What is needed => Among the records below, find each line that includes the string "steel" and copy it.

Dataset entries:
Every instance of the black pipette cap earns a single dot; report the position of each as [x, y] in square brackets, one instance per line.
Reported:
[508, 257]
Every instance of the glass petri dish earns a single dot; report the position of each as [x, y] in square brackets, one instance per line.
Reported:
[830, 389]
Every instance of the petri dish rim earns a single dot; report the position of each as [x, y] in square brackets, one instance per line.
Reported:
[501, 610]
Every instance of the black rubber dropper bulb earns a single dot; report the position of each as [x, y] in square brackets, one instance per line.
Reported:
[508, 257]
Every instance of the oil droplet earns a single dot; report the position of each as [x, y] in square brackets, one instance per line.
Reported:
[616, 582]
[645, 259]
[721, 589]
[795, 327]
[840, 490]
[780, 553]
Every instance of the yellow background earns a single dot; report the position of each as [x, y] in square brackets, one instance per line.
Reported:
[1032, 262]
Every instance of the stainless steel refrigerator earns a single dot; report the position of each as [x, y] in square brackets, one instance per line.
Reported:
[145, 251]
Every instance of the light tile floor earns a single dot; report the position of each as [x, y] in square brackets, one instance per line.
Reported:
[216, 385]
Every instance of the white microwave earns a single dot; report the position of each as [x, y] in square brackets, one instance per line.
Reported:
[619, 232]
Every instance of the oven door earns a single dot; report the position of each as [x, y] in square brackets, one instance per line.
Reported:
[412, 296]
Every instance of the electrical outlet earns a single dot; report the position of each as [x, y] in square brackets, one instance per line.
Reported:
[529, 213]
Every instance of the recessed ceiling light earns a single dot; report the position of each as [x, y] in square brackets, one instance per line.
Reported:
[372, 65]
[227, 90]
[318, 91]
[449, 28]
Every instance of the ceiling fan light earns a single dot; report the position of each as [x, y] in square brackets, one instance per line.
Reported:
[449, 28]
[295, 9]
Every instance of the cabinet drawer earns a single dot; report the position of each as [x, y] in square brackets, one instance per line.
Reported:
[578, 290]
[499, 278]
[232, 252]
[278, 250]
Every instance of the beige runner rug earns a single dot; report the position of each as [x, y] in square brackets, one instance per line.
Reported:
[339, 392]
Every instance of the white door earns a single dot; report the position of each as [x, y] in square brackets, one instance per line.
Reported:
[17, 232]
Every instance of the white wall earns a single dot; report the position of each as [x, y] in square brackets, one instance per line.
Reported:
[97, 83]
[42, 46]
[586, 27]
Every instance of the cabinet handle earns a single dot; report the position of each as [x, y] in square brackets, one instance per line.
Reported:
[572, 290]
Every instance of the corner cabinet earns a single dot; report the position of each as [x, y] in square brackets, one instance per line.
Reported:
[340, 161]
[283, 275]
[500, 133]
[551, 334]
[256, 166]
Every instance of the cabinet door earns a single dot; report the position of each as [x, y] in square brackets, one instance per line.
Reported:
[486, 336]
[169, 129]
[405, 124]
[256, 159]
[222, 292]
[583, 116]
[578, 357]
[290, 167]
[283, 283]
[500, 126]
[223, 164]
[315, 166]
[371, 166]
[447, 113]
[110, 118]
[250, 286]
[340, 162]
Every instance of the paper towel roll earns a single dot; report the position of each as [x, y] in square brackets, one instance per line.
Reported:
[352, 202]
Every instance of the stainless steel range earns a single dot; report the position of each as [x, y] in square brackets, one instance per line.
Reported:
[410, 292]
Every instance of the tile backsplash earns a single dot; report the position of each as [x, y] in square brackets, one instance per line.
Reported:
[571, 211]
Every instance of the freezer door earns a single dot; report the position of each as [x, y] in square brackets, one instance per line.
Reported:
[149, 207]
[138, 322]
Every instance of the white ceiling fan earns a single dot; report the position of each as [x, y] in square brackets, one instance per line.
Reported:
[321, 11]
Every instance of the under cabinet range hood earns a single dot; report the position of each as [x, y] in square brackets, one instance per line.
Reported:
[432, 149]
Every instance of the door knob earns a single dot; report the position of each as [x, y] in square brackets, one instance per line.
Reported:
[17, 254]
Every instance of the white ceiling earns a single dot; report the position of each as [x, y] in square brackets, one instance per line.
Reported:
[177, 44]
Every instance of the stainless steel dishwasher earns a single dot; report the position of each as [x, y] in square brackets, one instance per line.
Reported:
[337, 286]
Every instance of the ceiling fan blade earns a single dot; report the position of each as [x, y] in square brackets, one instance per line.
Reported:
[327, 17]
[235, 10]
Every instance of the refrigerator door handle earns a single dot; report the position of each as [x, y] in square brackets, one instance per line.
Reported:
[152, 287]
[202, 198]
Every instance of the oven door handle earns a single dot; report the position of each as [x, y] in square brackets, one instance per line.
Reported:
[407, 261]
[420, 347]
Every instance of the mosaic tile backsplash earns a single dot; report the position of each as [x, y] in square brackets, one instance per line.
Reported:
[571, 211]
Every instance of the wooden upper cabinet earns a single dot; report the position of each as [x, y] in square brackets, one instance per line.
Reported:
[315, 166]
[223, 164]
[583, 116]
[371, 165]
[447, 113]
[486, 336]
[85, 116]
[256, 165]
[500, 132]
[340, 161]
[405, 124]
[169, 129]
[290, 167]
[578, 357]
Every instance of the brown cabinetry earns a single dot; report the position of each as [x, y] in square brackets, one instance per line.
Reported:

Response to this task =>
Every instance of the stainless steel refrigerator earns a single dot; report the position of each as [x, y] in square brackets, one instance per line.
Every instance of the stainless steel range earns a single dot; report the position of each as [x, y] in square brackets, one instance per line.
Every instance of the stainless steel dishwasher earns a single dot; report the position of each as [x, y] in square brackets, one instance per line.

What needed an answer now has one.